Exercise — Restate exactly, and only, the lines spanning from the one with "Target: bare tree" to the end of the records below.

Data extracted from a collection —
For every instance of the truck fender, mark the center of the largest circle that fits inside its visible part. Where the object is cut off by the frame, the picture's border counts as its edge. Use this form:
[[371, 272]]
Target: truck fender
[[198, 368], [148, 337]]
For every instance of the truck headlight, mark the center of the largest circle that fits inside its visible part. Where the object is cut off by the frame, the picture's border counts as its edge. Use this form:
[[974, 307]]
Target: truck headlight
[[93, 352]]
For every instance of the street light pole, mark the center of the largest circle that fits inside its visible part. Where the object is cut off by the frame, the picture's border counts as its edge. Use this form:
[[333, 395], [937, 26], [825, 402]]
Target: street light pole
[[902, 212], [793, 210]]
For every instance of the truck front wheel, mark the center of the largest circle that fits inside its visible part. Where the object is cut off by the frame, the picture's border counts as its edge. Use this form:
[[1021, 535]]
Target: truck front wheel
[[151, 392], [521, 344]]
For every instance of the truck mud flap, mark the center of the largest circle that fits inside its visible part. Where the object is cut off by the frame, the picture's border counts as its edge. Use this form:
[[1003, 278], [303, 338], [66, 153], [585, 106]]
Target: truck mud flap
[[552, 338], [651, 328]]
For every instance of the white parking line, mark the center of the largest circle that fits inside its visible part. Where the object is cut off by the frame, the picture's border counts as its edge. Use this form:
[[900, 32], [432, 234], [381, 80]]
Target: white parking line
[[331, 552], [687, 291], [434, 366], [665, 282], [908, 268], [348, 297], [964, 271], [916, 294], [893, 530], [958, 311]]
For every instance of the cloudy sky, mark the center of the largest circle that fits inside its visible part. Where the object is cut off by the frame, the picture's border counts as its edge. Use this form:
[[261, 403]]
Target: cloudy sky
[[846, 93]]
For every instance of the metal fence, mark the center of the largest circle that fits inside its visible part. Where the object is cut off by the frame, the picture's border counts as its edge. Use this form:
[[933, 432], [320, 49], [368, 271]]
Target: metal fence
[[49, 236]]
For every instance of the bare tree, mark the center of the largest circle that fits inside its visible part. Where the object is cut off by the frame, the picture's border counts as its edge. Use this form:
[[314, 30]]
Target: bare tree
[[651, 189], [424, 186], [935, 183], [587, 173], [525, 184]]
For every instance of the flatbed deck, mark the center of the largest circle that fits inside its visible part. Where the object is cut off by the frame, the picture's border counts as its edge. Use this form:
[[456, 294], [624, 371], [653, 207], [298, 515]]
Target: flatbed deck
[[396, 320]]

Your response —
Target: bare tree
[[651, 189], [424, 186], [935, 183], [587, 173], [525, 184]]
For every instance of the flatbed deck, mark the center of the largest circle that fits inside its visible part. Where the object is cut off by the frame, the picture's border counts as its edge. Use this form:
[[456, 294], [624, 371], [653, 207], [298, 515]]
Target: flatbed deck
[[396, 320]]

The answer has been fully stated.